[Records from a dataset]

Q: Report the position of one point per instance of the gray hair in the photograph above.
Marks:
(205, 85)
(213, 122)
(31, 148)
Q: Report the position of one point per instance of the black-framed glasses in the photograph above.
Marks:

▸ **Task details**: Please put each line of the data above into a JSON list of strings, one string per line, and leave out any blank lines.

▸ **Response below**:
[
  "Q: Report the position of one point per instance of the gray hair in the photograph above.",
  "Marks:",
  "(205, 85)",
  "(213, 122)",
  "(31, 148)",
  "Q: Report the position of one point per instance of the black-framed glasses in the photograph above.",
  "Marks:"
]